▶ **YOUR INSTRUCTIONS**
Your response should consist solely of the lines from the one containing "Where can you see the glossy" through the end of the data, copied exactly.

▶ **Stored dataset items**
□ □ □ □

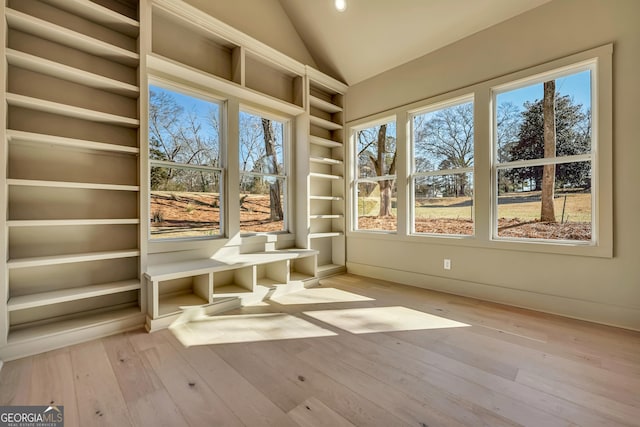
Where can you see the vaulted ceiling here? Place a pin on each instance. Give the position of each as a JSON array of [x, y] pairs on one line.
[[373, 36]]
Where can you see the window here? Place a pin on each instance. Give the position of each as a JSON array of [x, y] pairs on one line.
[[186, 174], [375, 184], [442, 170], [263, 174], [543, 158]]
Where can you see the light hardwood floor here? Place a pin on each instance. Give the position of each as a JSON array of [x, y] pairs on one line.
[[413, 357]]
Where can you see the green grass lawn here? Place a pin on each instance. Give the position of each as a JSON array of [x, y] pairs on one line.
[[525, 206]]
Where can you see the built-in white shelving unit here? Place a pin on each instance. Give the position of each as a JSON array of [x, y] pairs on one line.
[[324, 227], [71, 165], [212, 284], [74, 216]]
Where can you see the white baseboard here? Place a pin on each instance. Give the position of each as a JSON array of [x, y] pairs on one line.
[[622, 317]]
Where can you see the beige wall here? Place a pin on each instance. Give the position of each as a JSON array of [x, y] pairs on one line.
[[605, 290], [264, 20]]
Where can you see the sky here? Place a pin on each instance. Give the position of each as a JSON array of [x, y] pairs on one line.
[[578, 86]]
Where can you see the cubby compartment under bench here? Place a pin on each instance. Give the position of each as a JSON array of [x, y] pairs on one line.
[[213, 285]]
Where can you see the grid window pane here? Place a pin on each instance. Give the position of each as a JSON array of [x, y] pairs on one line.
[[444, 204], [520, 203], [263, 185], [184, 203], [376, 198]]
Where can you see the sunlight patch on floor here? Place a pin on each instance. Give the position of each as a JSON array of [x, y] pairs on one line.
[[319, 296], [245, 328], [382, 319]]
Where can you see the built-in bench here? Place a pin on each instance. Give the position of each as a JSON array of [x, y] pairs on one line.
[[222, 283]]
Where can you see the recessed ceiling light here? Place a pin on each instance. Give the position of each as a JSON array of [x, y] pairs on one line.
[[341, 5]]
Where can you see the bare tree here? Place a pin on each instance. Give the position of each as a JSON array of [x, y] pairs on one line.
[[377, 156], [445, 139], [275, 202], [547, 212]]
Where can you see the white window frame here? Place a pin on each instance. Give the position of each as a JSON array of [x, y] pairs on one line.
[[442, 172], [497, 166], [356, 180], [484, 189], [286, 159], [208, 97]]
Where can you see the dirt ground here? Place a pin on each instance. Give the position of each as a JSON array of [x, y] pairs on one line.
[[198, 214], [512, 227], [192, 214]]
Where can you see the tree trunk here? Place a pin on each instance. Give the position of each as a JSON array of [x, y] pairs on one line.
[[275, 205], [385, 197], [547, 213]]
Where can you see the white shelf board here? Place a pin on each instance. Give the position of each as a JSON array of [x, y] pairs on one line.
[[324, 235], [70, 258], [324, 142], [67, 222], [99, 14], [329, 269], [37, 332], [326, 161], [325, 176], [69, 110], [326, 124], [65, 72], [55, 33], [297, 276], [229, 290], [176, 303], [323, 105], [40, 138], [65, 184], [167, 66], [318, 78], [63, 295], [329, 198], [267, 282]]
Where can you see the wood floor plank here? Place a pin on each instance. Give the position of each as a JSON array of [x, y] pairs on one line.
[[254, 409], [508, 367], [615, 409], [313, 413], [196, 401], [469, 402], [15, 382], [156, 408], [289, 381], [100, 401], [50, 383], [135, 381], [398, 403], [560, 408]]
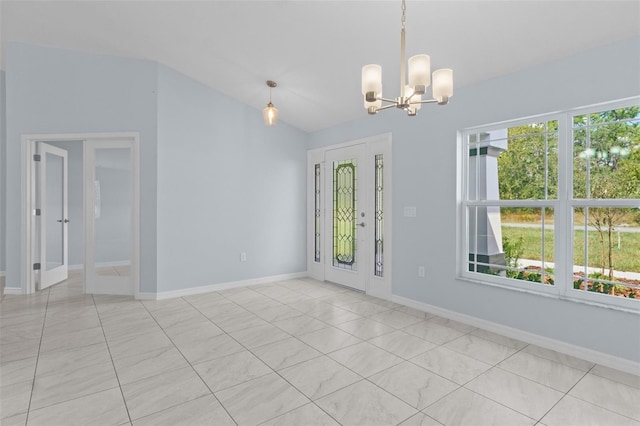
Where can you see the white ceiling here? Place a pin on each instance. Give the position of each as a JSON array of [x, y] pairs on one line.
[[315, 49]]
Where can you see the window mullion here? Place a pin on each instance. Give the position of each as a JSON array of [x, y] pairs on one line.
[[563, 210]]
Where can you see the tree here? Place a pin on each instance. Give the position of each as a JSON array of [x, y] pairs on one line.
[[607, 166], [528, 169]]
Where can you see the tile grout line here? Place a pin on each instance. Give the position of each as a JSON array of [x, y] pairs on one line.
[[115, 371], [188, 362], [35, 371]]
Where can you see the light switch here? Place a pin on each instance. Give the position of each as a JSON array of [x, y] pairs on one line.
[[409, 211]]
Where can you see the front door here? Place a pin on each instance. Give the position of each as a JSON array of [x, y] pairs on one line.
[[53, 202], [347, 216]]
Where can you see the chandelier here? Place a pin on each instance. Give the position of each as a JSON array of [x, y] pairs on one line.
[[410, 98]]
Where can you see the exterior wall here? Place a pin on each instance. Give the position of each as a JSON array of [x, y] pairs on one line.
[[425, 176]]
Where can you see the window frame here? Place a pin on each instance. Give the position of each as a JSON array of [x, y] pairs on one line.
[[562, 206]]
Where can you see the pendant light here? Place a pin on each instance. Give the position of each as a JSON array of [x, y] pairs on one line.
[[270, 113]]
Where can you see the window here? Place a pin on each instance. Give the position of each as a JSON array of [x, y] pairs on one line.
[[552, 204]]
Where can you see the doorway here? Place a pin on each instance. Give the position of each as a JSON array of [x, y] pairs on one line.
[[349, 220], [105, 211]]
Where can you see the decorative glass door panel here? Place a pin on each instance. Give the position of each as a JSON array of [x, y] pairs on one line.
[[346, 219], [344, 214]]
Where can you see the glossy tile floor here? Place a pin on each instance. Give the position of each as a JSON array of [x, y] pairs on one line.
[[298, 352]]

□ □ □ □

▶ **ANSWER BELOW**
Where can you see the glossy tile floor here? Place a pin on each instance. Give the position of each as a JSON array of [x, y] pairs on one line.
[[298, 352]]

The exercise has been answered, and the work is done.